_Task:_
Find every row below that contains the string "eyeglasses", treating uppercase and lowercase as distinct, and copy each such row in full.

-=-=-=-=-

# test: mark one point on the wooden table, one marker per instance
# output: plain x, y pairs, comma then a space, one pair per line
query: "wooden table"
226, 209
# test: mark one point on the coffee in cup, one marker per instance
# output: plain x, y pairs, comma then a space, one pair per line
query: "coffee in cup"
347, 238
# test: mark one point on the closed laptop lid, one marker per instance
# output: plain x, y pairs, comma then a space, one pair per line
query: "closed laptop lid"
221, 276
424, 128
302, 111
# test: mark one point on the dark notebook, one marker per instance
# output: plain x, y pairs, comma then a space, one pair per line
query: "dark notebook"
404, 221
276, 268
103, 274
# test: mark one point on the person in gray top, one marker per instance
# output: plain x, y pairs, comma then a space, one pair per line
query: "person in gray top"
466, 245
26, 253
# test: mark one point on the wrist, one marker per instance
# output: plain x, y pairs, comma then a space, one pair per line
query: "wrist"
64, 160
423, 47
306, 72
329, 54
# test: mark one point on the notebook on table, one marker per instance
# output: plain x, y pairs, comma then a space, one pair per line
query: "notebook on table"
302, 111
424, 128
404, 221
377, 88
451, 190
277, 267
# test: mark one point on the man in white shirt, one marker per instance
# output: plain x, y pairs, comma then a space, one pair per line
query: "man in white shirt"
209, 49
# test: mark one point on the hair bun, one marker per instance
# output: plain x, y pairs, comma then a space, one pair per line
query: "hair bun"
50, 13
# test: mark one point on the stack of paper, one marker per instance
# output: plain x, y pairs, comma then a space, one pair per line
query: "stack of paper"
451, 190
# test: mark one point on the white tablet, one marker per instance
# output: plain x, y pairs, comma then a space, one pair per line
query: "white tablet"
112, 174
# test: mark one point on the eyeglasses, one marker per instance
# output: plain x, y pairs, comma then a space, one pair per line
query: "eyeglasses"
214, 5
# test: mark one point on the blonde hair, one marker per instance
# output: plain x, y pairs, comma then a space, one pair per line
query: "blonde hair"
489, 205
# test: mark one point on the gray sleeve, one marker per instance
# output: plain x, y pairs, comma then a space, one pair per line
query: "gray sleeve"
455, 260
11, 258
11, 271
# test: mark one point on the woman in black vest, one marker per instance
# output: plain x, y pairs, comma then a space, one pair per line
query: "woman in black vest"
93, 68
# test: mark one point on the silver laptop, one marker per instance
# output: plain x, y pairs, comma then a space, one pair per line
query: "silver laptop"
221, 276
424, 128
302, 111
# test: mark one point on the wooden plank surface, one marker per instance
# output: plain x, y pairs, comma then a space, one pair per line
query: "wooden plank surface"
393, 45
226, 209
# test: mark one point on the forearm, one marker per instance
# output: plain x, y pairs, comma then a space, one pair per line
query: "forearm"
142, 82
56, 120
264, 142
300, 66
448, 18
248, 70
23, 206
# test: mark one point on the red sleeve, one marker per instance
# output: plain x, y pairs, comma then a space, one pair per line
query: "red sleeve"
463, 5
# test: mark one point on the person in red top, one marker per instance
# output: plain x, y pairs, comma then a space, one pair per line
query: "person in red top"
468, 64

-=-=-=-=-

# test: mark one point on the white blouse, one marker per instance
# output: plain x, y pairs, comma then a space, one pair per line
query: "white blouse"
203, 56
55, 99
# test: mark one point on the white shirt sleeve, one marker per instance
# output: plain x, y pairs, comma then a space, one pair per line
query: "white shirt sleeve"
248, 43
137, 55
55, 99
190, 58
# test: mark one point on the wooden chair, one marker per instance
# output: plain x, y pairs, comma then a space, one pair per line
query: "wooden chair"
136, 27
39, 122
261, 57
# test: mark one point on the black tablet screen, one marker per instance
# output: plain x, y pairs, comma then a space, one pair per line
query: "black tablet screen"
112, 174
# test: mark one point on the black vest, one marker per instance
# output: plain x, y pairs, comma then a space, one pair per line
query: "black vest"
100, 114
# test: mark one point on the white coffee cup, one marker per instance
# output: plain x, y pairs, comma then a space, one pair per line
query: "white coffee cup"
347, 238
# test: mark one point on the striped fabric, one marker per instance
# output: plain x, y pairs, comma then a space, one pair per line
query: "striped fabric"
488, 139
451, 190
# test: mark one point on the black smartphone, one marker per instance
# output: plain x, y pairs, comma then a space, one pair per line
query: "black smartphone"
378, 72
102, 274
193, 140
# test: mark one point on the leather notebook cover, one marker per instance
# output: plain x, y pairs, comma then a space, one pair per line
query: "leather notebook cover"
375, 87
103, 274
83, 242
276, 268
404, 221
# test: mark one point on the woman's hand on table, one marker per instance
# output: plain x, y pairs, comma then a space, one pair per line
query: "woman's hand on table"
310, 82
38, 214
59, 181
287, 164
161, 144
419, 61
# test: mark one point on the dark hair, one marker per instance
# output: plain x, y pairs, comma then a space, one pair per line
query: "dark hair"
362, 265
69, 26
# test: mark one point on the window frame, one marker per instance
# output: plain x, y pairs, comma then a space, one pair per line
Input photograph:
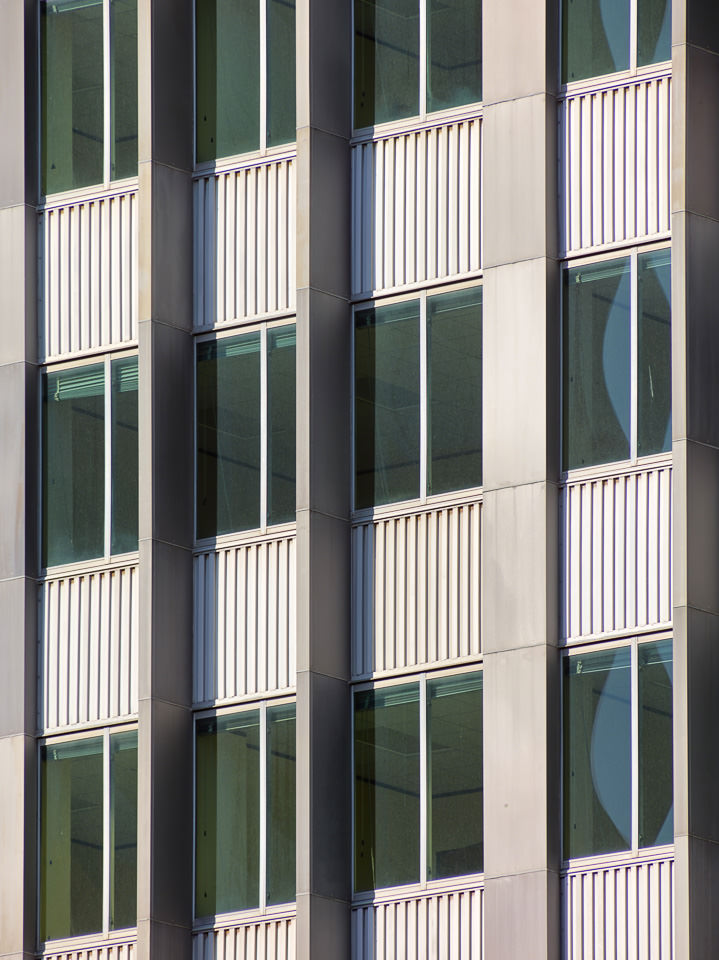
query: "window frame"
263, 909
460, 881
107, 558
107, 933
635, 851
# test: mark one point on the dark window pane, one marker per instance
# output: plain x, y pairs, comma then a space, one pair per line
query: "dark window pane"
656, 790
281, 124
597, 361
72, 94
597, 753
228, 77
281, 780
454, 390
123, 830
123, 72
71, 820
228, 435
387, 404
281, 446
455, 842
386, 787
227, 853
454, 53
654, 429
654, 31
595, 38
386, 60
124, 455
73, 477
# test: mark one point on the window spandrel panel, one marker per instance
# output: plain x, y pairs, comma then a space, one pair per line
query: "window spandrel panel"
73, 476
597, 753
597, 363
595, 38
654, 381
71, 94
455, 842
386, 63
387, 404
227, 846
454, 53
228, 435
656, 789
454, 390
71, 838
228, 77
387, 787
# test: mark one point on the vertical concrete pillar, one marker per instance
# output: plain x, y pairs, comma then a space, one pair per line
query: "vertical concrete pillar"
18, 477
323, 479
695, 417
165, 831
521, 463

-=-=-=-=-

_Final answer:_
# test: mark one point on the eyeglasses, one marker per instance
query: "eyeglasses"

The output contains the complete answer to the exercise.